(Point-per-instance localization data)

____

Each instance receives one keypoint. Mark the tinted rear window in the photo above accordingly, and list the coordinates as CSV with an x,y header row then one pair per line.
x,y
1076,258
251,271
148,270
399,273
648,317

____

ABOUT THIS EXERCISE:
Exactly as they appear above, set down all of the records once more.

YOUR RESPONSE:
Each instance receives one keypoint. Mark the tinted rear window in the photo above accordingly, and list the coordinates as CSV with an x,y header row then one pair per line.
x,y
1076,258
251,271
148,270
399,273
648,317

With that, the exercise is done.